3―23図 土気城古図    (『史蹟名勝天然記念物調査』大正15年3月)

 武力については、『東金記録』によると「酒井家五代の間、幕下の郷士軍役を勤むるものは七百騎、地戦には千騎余のよし。今時の風とは違い、軍役の時には、身に耕し、夫々農業致したるよし。馬は野馬をつれ来る事故騎馬は多きよし也」とあり、武器については、「軍器の事も、今の様とは違い、甲冑など首尾して持たる者なく、甲も面々持ちたるにてあるまじく、冑は尚更取持はなき事にて大方竹具足を用ゆ」と記されている。平時は農業に専念していたことが知られ、戦闘における装備の不完全さを如実に物語っている。戦闘状態に入る段取りについては、『土気古城再興伝来記』が次のように伝えている。すなわち、「城中にて鐘を撞き、太鼓、貝を吹く時は耕地より直ちに上り、先づ帳面に付き、一番鐘を撞く時は兵粮を運び、二番太鼓を打つ時鎧甲を着し、その外よろづ支度を整へ、三番貝を吹く時、御家中その外名字の百姓まで残らず城内へ相詰むべき由、御触出しなり」とあって頗る興趣を覚える。領国経営の一端を示す資料として極めて重要なものたることは贅言を要しない。
 さて、定治の活躍についてもふれておかねばならない。
 北条氏は三浦義同を滅して以来、房総とは海を距てて相対することとなり、安房の雄里見実堯は、小弓公方足利義明を鎌倉の主になさんことを期待して、大永六年(一五二六)十二月、武蔵金沢に上陸、鎌倉に侵入している。この鎌倉出陣に際して土気の酒井伯耆守定治は、実堯に従って功をたて、小弓公方のために軍忠をはげんでいたことが知られる。
 その後の里見家の当主となったのは義豊を経、実堯の子義堯であり、彼は北条氏に対して敵意をあらわにしており、両武田、土気、東金の両酒井、万木の土岐もこれに従い、共に小弓公方の下風に立っていた。千葉、原ももともとは北条方ではあったが、表向き小弓公方と和親関係を保っていたので、房総は概ね義明の勢力圏内に置かれていた。

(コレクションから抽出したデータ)

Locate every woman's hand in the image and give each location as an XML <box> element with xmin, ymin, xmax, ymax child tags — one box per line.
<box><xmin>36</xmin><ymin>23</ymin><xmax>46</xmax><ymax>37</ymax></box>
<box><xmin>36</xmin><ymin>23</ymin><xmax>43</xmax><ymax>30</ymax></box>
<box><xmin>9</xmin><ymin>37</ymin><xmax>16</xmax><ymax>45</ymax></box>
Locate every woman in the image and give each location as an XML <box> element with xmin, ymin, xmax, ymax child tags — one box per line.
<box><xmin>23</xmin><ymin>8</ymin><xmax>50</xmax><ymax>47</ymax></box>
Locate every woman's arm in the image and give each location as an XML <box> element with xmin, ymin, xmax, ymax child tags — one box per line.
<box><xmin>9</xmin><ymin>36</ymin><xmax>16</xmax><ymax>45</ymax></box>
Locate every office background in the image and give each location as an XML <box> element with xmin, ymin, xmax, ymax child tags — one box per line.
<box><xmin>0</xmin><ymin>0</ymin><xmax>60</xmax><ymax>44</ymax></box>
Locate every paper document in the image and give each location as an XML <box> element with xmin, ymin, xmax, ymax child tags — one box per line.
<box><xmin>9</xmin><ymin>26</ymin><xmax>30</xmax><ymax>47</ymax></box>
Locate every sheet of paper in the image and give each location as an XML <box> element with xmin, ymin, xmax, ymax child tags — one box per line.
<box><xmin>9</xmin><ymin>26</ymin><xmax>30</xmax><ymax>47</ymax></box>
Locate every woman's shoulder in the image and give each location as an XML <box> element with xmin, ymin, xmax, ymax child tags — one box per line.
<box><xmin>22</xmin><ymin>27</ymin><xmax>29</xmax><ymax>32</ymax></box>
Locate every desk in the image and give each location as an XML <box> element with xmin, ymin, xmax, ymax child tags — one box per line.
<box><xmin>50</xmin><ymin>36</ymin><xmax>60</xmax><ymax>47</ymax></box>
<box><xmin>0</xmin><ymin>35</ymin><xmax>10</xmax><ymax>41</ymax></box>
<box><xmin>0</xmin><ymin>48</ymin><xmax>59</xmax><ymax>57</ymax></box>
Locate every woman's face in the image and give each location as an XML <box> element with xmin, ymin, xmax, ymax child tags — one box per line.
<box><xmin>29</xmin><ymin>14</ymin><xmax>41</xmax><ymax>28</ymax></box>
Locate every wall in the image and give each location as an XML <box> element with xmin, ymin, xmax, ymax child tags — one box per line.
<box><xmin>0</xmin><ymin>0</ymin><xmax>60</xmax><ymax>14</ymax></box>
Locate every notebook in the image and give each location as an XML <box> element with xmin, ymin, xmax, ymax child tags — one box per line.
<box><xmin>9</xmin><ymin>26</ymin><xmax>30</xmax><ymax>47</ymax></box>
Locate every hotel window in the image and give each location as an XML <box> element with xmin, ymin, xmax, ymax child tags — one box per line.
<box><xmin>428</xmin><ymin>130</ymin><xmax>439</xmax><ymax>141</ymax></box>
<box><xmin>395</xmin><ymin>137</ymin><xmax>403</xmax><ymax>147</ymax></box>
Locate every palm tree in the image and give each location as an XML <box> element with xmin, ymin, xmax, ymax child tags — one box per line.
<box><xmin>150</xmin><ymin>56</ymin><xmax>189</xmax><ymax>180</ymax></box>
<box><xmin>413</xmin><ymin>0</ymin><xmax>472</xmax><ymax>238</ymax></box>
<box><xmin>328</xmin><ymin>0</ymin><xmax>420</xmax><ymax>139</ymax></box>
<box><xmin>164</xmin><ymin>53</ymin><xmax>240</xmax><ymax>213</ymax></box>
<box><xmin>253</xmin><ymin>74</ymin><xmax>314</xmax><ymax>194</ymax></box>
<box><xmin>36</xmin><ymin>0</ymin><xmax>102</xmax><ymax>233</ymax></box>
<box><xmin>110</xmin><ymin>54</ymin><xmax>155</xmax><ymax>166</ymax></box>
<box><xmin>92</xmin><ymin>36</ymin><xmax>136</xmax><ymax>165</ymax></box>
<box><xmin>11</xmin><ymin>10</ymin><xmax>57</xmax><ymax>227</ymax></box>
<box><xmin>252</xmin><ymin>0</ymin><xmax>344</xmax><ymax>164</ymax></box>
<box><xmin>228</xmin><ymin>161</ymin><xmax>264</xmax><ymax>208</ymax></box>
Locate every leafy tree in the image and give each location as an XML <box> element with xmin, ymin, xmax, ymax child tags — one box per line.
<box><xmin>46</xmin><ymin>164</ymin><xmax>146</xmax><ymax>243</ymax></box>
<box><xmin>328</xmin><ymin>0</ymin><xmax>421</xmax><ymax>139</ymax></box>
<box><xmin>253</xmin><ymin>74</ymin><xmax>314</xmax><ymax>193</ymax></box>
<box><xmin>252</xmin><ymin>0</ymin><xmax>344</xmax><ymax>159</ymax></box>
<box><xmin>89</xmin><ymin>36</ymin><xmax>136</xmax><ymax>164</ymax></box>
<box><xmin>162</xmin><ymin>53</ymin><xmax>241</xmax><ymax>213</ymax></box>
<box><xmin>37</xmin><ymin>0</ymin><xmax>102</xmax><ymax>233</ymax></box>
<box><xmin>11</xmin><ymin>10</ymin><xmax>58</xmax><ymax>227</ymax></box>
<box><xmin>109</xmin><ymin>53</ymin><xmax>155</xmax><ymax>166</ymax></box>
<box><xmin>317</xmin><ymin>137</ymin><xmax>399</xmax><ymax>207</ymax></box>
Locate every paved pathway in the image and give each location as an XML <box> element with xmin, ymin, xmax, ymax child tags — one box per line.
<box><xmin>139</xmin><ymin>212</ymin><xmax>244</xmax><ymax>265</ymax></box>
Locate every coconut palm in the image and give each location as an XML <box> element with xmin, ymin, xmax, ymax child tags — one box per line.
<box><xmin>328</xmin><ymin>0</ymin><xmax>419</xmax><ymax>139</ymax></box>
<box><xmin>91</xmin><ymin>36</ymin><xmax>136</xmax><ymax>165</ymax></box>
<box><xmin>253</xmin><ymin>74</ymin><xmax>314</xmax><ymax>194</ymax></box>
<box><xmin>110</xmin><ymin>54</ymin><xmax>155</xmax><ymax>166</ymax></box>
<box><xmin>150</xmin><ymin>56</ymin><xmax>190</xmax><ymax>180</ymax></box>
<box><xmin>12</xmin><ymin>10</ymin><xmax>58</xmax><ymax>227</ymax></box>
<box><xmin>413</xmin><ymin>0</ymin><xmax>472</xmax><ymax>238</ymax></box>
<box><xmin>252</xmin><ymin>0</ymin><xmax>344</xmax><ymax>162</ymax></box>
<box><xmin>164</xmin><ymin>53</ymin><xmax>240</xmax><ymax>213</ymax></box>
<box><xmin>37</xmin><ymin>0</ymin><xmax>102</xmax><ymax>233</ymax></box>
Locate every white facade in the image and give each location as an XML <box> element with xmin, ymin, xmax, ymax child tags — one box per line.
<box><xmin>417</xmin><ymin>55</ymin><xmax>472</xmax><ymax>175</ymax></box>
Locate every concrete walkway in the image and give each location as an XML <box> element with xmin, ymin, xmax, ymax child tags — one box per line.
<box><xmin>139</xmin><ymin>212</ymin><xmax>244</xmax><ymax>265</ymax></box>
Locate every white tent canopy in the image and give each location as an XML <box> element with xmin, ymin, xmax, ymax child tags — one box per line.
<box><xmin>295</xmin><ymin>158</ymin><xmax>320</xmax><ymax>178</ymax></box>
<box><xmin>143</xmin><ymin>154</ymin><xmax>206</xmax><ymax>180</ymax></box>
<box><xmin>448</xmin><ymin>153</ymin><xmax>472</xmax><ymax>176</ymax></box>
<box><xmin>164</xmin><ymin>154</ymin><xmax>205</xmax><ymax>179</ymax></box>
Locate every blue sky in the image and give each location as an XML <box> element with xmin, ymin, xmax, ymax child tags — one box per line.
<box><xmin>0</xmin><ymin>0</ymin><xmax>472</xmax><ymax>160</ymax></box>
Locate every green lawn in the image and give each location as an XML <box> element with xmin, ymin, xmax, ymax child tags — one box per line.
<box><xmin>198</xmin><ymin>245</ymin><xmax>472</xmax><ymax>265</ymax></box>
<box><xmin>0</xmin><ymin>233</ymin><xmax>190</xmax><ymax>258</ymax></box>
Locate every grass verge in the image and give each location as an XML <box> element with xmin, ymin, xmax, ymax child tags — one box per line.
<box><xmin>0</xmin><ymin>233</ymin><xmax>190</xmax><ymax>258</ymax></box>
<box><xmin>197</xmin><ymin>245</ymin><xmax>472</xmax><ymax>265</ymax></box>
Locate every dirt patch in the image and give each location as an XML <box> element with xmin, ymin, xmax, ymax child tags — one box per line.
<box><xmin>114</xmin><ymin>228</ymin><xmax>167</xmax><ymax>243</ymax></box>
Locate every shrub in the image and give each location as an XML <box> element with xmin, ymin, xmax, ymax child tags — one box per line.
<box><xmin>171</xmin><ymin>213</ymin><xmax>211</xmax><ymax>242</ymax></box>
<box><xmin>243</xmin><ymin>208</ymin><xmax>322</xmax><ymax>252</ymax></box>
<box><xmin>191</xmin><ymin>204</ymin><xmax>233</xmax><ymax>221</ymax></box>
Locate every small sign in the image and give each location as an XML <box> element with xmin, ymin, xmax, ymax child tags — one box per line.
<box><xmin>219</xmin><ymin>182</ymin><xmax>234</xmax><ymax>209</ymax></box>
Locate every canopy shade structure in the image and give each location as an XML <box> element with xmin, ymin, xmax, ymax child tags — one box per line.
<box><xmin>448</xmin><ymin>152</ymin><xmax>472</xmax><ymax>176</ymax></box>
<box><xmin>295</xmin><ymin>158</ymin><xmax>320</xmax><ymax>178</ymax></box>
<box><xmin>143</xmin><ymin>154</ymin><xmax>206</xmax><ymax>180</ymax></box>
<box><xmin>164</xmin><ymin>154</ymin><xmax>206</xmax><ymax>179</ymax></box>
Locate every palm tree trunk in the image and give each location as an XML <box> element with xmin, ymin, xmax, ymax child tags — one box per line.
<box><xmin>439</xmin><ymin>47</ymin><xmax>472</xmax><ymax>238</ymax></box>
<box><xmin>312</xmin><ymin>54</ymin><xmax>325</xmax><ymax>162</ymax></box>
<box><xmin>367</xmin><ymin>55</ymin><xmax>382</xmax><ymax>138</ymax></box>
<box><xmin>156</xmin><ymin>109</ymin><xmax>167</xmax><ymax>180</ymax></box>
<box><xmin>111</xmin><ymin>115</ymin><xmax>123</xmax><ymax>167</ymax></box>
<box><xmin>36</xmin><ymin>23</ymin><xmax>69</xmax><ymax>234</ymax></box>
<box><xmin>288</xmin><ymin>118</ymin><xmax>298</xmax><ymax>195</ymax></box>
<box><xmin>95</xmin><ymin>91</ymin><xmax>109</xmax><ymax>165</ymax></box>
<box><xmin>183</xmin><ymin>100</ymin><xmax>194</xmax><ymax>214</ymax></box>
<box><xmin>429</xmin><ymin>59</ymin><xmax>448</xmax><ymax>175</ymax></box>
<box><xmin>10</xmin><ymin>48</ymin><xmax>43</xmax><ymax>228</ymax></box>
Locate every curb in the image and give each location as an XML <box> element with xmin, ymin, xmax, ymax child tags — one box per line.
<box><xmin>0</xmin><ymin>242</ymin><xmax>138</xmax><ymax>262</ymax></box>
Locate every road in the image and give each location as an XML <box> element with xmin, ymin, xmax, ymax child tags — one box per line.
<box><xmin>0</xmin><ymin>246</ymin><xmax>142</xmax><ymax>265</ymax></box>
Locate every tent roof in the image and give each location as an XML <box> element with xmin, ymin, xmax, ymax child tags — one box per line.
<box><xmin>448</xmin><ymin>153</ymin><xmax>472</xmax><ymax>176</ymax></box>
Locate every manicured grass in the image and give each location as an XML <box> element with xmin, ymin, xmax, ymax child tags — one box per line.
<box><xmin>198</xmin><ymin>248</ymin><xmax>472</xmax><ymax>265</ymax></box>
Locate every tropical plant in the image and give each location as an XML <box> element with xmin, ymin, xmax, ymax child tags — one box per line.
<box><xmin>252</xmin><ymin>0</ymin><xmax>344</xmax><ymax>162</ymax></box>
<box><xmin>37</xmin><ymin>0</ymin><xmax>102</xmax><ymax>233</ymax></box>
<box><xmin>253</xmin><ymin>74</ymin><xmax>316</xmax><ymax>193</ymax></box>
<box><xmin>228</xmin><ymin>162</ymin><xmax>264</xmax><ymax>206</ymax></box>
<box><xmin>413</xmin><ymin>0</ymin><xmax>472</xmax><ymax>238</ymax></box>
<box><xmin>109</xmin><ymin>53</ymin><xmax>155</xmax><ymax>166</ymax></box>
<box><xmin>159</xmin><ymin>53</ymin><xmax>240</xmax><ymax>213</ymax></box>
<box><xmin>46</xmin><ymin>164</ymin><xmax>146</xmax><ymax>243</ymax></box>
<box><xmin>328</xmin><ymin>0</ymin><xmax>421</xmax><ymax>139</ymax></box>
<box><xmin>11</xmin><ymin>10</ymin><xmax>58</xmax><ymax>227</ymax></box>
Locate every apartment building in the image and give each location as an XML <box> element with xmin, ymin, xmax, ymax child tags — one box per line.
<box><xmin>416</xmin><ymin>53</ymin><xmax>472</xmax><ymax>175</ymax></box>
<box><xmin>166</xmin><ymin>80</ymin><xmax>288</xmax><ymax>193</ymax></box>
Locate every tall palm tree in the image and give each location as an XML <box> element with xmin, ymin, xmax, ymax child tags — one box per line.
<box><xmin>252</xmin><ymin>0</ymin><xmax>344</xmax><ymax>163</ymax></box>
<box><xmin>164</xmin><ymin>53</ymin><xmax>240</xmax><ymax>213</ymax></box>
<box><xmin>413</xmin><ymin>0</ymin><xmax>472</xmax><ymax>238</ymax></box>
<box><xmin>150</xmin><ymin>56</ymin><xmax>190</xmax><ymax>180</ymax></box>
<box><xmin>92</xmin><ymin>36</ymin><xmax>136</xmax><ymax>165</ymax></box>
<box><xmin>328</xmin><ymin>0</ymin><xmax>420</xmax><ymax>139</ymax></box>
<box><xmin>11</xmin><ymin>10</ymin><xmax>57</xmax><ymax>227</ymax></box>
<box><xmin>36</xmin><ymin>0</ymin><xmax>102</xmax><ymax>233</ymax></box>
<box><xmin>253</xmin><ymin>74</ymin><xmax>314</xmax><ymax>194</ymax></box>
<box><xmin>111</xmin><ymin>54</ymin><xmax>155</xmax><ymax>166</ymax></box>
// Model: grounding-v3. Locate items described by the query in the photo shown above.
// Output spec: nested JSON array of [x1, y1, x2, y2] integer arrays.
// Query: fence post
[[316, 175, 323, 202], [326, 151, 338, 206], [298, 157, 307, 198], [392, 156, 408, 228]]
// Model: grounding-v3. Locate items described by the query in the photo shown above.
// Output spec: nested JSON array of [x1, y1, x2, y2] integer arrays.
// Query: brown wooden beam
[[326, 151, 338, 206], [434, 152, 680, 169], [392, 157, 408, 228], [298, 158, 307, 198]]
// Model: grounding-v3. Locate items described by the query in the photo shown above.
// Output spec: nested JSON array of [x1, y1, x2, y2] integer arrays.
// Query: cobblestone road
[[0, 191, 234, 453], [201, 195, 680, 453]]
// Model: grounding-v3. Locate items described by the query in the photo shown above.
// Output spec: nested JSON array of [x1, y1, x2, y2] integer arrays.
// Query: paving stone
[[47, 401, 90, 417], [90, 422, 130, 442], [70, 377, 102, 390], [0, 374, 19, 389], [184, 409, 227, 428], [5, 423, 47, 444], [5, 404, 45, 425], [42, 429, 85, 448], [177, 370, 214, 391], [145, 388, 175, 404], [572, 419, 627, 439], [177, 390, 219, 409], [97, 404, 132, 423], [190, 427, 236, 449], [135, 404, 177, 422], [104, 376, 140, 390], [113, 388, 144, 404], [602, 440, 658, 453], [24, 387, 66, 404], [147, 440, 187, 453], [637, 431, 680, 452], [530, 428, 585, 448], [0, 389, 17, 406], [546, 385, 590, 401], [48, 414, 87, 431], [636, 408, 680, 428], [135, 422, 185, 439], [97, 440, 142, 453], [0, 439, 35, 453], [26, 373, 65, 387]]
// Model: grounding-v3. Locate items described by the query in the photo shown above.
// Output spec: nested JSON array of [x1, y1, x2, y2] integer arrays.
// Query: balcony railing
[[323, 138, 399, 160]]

• **課題**
1. 土気の酒井氏に関する本文を、「武力については、『東金記録』」から始まり「さて、定治の活躍についてもふれておかねばならない。」で終わる範囲について、「軍役」を「兵役」に置き換えて書き直すこと。
2. 土気の酒井氏に関する本文の続きを、最後の文の次から書き継ぐこと。

• **解答**
1.
武力については、『東金記録』によると「酒井家五代の間、幕下の郷士兵役を勤むるものは七百騎、地戦には千騎余のよし。今時の風とは違い、兵役の時には、身に耕し、夫々農業致したるよし。馬は野馬をつれ来る事故騎馬は多きよし也」とあり、武器については、「軍器の事も、今の様とは違い、甲冑など首尾して持たる者なく、甲も面々持ちたるにてあるまじく、冑は尚更取持はなき事にて大方竹具足を用ゆ」と記されている。平時は農業に専念していたことが知られ、戦闘における装備の不完全さを如実に物語っている。戦闘状態に入る段取りについては、『土気古城再興伝来記』が次のように伝えている。すなわち、「城中にて鐘を撞き、太鼓、貝を吹く時は耕地より直ちに上り、先づ帳面に付き、一番鐘を撞く時は兵粮を運び、二番太鼓を打つ時鎧甲を着し、その外よろづ支度を整へ、三番貝を吹く時、御家中その外名字の百姓まで残らず城内へ相詰むべき由、御触出しなり」とあって頗る興趣を覚える。領国経営の一端を示す資料として極めて重要なものたることは贅言を要しない。
 さて、定治の活躍についてもふれておかねばならない。

2.
 古河公方高基は、弟の義明の勢威が盛んになるにつれて、ますます不満を高め、北条氏と同盟を結び、嫡子亀若丸(晴氏)に氏綱の娘をめとらせた。こうして氏綱と高基は連合し、両上杉及び小弓公方に対抗した。しかるに、享禄四年(一五三一)四月、高基は家臣のため逐われ、晴氏が公方の座にすえられた。上杉の衰えは一段と加速化し、氏綱の攻撃をうけて川越城は落城し、遂に回復をはかることができなかった。やがて、氏綱は、鋒先を東に転じ、関東の主帥たらむと野心をいだく義明に向け、両者の衝突は、早晩免れがたい情勢下におかれた。そこで、晴氏は、義明が未だ出陣しないのに乗じ、その機先を制すべく、千葉介昌胤及び原胤清らも北条氏にしきりに出動を勧説した。こうして、国府台前役の戦端は開かれたのである。

3―24図 国府台古戦場跡(江戸川より市川市国府台を望む)

 義明の軍は、子の義純、基頼をはじめ、安房の里見義堯、真里谷の武田信応、庁南の武田上総介宗治らであり、土気、東金の酒井もこの戦いに参加すべく催促をうけたが、戦場に到着する前に勝敗が決したので途中から引き返した。時に天文七年(一五三八)十月のことであった。この戦の結果、義明は戦死し、義堯は退却した。房総軍は大敗を喫し、このために房総の形勢は大きく変革を余機なくされていった。千葉、原は早速、北条氏の傘下に入ったことはいうまでもない。上総の武田も北条氏に帰属した。土気、東金の酒井は、表向きは北条方に属するが如くであったが、明瞭ではない。